◆ Activity
Whenever the word "blue" appears in a line of the data below, copy that line.

· · · ·

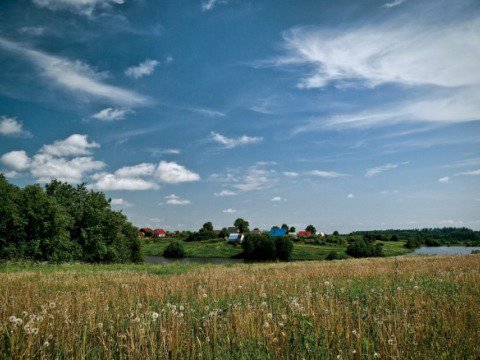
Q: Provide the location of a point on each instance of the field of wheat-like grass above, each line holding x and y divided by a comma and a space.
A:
410, 307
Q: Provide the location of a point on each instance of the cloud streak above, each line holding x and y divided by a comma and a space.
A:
74, 76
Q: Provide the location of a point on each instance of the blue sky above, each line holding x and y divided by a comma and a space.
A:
349, 115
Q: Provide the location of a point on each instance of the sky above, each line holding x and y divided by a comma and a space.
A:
348, 115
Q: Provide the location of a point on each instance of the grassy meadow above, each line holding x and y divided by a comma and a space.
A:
387, 308
301, 250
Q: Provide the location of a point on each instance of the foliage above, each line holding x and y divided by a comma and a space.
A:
174, 250
283, 248
242, 225
64, 223
364, 248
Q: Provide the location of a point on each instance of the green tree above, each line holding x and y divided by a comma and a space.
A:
242, 225
208, 226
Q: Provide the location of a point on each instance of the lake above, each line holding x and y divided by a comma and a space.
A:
192, 260
445, 250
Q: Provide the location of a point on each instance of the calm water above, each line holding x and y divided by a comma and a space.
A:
445, 250
192, 260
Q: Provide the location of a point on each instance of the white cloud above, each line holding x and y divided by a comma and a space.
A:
75, 144
173, 173
11, 127
83, 7
379, 169
74, 76
175, 200
393, 3
208, 5
225, 193
46, 168
440, 60
111, 114
326, 174
469, 173
143, 69
230, 143
120, 203
16, 160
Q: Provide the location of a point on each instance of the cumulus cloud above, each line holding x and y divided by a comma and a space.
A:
469, 173
120, 203
230, 143
73, 76
173, 173
12, 127
225, 193
208, 5
143, 69
393, 3
111, 114
75, 144
61, 160
16, 160
83, 7
175, 200
144, 176
379, 169
326, 174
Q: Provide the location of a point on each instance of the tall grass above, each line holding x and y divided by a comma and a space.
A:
419, 308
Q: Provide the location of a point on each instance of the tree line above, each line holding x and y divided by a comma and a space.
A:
61, 222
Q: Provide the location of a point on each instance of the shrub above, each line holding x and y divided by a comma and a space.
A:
174, 250
333, 255
412, 243
259, 247
362, 248
283, 248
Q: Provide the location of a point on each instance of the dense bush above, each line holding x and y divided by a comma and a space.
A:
364, 248
283, 248
174, 250
63, 223
333, 255
412, 244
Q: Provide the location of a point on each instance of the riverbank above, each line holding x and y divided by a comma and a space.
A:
301, 251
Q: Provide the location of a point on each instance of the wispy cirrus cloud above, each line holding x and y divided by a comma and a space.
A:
145, 68
230, 143
380, 169
10, 126
111, 114
74, 76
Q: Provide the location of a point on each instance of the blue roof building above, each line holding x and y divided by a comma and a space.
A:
277, 232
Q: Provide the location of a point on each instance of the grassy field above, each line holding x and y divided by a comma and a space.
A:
301, 251
387, 308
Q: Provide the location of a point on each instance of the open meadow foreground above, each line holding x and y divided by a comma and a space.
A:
402, 308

· · · ·

◆ Answer box
Q: Provide the location of a point on each instance of the blue sky above, each line holding x and y divided by a comma and a space.
Q: Provide the location of a point on each instance of the blue roof building above, each line holding x and y divided by a comma and a space.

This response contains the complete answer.